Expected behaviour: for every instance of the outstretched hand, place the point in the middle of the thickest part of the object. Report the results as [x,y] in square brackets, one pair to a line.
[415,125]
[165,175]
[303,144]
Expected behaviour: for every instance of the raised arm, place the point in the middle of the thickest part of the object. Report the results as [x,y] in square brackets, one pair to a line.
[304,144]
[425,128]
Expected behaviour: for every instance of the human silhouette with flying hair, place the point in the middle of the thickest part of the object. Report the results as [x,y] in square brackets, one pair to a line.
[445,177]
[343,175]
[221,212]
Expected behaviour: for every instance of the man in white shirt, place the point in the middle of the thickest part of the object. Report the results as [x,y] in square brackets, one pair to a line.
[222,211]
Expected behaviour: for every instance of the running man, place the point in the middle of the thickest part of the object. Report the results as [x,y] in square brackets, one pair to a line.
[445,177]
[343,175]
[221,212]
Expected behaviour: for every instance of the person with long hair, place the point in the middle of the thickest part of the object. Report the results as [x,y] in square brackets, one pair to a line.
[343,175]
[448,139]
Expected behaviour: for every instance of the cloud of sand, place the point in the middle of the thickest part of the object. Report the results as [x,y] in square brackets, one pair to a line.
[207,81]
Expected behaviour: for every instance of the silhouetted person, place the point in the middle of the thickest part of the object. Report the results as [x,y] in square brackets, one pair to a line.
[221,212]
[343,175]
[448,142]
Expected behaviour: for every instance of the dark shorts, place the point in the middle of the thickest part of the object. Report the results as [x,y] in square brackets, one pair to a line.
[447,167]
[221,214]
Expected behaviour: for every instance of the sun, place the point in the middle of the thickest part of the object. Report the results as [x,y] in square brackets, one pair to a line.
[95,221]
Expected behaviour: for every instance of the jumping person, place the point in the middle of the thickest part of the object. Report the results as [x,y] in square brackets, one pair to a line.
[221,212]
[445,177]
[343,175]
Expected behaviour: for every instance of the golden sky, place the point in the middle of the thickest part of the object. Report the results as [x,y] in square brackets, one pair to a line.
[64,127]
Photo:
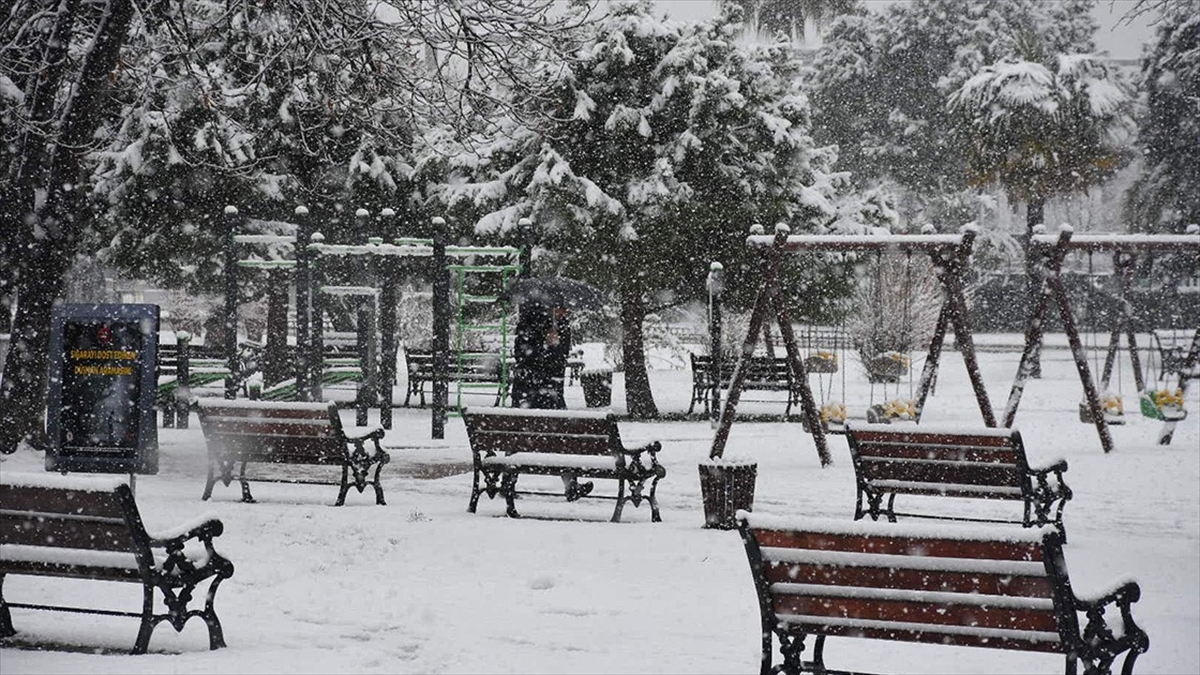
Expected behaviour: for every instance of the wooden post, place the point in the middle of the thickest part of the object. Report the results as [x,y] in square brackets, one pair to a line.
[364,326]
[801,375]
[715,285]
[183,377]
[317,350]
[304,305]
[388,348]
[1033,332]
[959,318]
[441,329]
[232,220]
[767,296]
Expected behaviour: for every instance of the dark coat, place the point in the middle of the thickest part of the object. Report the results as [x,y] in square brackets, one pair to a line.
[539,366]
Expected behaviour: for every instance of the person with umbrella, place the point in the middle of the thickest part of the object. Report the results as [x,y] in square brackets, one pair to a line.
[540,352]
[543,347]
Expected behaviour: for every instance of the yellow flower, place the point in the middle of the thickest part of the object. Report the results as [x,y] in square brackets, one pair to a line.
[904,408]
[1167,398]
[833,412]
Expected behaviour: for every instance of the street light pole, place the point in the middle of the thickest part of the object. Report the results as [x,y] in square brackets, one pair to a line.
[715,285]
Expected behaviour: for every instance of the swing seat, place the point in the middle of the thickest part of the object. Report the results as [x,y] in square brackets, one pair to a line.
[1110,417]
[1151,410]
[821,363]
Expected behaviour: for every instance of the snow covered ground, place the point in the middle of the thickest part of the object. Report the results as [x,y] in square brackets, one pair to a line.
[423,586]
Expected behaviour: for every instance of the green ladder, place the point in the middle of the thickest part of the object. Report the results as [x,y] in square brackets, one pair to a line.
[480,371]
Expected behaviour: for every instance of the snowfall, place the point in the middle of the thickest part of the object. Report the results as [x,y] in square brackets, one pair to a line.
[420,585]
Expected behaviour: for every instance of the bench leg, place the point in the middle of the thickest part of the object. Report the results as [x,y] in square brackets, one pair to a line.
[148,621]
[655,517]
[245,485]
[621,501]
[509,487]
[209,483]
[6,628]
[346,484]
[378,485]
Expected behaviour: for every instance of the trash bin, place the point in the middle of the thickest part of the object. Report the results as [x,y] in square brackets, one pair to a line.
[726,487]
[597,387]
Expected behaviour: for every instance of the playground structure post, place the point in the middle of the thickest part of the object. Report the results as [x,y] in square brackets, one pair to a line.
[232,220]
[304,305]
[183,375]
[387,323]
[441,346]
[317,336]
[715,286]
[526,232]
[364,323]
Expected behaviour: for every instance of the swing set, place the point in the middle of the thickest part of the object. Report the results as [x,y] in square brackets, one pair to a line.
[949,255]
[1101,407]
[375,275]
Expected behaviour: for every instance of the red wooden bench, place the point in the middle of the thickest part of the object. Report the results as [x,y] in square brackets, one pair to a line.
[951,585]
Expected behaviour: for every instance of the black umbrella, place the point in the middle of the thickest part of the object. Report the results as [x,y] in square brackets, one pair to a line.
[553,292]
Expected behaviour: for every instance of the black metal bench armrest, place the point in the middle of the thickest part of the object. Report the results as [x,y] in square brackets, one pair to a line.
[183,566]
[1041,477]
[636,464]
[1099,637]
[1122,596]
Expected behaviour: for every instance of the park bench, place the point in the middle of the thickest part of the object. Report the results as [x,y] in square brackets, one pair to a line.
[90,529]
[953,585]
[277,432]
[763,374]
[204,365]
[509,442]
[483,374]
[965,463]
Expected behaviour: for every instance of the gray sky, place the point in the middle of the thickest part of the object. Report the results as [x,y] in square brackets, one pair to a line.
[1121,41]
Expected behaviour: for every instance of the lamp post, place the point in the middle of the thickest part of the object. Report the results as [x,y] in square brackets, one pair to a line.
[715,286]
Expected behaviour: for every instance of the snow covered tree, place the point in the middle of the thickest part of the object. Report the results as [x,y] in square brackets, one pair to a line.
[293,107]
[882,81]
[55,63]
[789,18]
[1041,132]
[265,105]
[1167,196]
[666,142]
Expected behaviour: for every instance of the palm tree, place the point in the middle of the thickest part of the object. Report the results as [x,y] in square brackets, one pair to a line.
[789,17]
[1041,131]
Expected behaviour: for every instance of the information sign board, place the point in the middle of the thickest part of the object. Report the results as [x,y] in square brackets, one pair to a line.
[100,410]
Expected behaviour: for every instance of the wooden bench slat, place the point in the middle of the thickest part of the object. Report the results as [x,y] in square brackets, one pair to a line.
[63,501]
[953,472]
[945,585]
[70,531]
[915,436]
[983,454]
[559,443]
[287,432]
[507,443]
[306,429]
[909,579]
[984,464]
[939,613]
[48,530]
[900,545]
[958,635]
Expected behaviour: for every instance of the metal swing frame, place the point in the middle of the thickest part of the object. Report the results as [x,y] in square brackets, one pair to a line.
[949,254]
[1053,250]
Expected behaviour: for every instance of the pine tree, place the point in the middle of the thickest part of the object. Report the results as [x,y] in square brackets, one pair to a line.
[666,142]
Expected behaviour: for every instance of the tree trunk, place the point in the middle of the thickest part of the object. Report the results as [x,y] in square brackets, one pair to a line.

REQUIRED WORK: Except for the pictures, give all the material above again verbatim.

RESPONSE BELOW:
Expected behaviour: for every instance of the outstretched hand, place the point in the middle of the thickest part of the object. Report the results as [x,y] in square brackets, one pair to a line.
[415,125]
[165,175]
[303,144]
Expected behaviour: for every instance of the raised arm, place the point in the middle of the thickest part of the object. Report the results as [x,y] in square brackets, one pair to a line.
[304,144]
[425,128]
Expected behaviour: for every instance of the human silhouette with flying hair, place the point in the middle of the thickest part of the object. Report the results as [x,y] in square brackets, one pair to a line.
[445,177]
[343,175]
[221,212]
Expected behaviour: for every instance of the man in white shirt, place the point in the middle of the thickest part of the object. Report the results as [x,y] in square brackets, one pair to a line.
[222,211]
Expected behaviour: for every instance of the running man, place the point in the middle of the thickest part of the object. Report the results as [x,y] in square brackets, one pair to a line.
[445,177]
[343,175]
[221,212]
Expected behaviour: for every instance of the person with long hair, place the point in the middle of the thickest part of the object. Report the results as [x,y] in square brackets, one pair to a line.
[343,175]
[448,139]
Expected behaviour: for every instance of the cloud of sand, place the point in the middle of the thickest part of the object. Report the results as [x,y] in square brackets, one pair to a line.
[207,81]
Expected behaviour: for every instance of the silhouetted person, place the point in the middle of the thickest part of the object. Report the results as [x,y] in square brackets, one pair to a line.
[221,212]
[343,175]
[448,142]
Expected behaviour: for every instance of the dark shorts, place the point in the middle of the thickest part of the object. Report the results as [x,y] in square brackets, one pair to a line.
[447,167]
[221,214]
Expected behaviour: for every instance of the sun, place the point in the middle of the thickest part of the object. Report the results as [x,y] in square brackets, one pair to a line.
[95,221]
Expected behaviour: for every instance of the jumping person, place the point in the middle of the thickest part of the object. Report the results as [x,y] in square brackets, one pair to a line.
[221,212]
[445,177]
[343,175]
Expected behaviour: for every instance of the golden sky, place the point in the middle of the thickest part of the object. Report the results as [x,y] in square brackets, one pair to a line.
[64,127]
Photo:
Expected behaviour: for every instance of the wooden post, place the point in the middle of the thickest part of the object. Report the results as [x,y] in square brackets, one pair to a line.
[364,326]
[801,375]
[715,285]
[183,377]
[317,350]
[304,305]
[388,348]
[1033,332]
[959,318]
[441,329]
[232,220]
[767,296]
Expected behaviour: for every instance of the dark coat, place the point in the middle of the thickest part of the object. Report the results as [x,y] in square brackets, one pair to a line.
[539,366]
Expected behaviour: for every instance of the person with umbrella, place the point in the middle of the thickest part of the object. Report the results as [x,y] in square brackets, one pair to a line.
[540,352]
[543,347]
Expected behaviour: for every instance of the yellow flower, place the point in the middle of the thickest part of the object. Report the results as [x,y] in square brackets, one pair to a line.
[904,408]
[1167,398]
[833,412]
Expected behaviour: for every instance of the street light pole, place the point in the middle of the thickest part of the object. Report the results as [x,y] in square brackets, one pair to a line.
[715,285]
Expected behaviour: for every instance of the swing seat, place the point in the middle of the thickest part of the object. Report the results as [x,y] in square brackets, one pair to a line.
[1110,417]
[1151,410]
[821,363]
Expected behaviour: for every instance of the snow covered ground, place the point in the middle of the thickest part of the object. Report the results as [x,y] in square brackets, one pair to a line.
[423,586]
Expected behaviour: for every instance of the green ladder, place the point in the middle of the thickest part of the object. Report the results as [x,y] in square brackets, one pair to a line.
[480,371]
Expected behaviour: for every instance of the snowfall, place the point in the middle of the thickest part of the object. Report the results as [x,y] in square brackets, one pair to a line.
[420,585]
Expected behaviour: for every instance of the bench leg, place the point in the middle of the thickest part of the object. Report the results as [x,y] in square brackets, one pair to a line.
[148,621]
[655,517]
[245,485]
[621,501]
[509,487]
[209,483]
[6,628]
[346,484]
[378,485]
Expected behaviour: for every instance of the trash bin, place the point in the middle of the thickest part of the object. Report the results as [x,y] in square brackets, one pair to a line.
[726,487]
[597,387]
Expected behaviour: for every instance of the playground structure post, place the point in the middle of the thickest part of the object. Report the results as [x,y] in square brackets, one pair to a line.
[232,220]
[304,305]
[183,375]
[387,323]
[441,346]
[317,336]
[715,286]
[526,232]
[364,323]
Expected behaviour: for every instance of the swing set, place the point in the middle of the thickest part of the object. Report the results as [x,y] in square brackets, one pair to a line.
[949,255]
[1101,407]
[375,275]
Expected behaviour: for every instance of the red wooden bench, place the point in the middle of the thickest part of the object. Report the results as [x,y] in square brackets, one pair to a line.
[951,585]
Expected behaviour: for every instance of the black umbrella, place the point in the middle of the thickest part of the object. Report the results as [x,y] in square brackets, one pair to a line.
[553,292]
Expected behaviour: for every instance of the black metal bench armrest, place the point in the middle of the thickest part of the object. Report the results as [x,y] in square brackets, one pair to a line.
[183,566]
[1041,477]
[636,464]
[1099,637]
[1122,596]
Expected behaviour: for every instance of the park bench, place the point in the middle of the thickest part of the object. Report the results as [x,y] in square brackets, one pair to a line.
[90,529]
[953,585]
[277,432]
[763,374]
[204,365]
[509,442]
[483,374]
[965,463]
Expected behaviour: for every instance of the gray sky, place the point in the middle of the thickest part of the object. Report the results as [x,y] in square brackets, one pair to a line.
[1121,41]
Expected behaviour: for every instance of the lamp post, place the point in the middle of the thickest part of the object. Report the results as [x,y] in square brackets, one pair to a line.
[715,286]
Expected behaviour: for every instance of the snow covered tree, place the point in the middle of the thickest part of the object. Report the results as [x,y] in square brackets, one pair to a line.
[293,107]
[882,81]
[55,63]
[789,18]
[1041,132]
[265,105]
[1167,196]
[666,142]
Expected behaviour: for every instance of the palm tree, place the point in the middle of the thickest part of the object. Report the results as [x,y] in square brackets, one pair to a line.
[789,17]
[1041,131]
Expected behaviour: for every instance of the information sign board, place the point in the middle of the thickest part of the object. Report the results as [x,y] in square brackets, one pair to a line.
[100,410]
Expected behaviour: for every instance of the wooden bench slat, place the point in the middle of the thickest part of the object. Report the results as [x,y] in square brackets, one pair to a line.
[63,501]
[953,472]
[945,585]
[70,531]
[915,436]
[983,454]
[559,443]
[287,432]
[507,443]
[306,429]
[909,579]
[984,464]
[939,613]
[48,530]
[900,545]
[958,635]
Expected behaviour: for every instance of the metal swing frame, place the point in the middle of the thickest part of the object. Report the results as [x,y] in square brackets, one pair to a line.
[949,254]
[1053,250]
Expected behaviour: for every instance of the pine tree, place the point in the middle of the thickest part of the object. Report the results as [x,y] in square brackets, one pair to a line.
[666,142]
Expected behaviour: for every instance of the tree trunk, place the point in the middle of the thickest part of the object. Report the results as [x,y] in square brackets, one pair to a line.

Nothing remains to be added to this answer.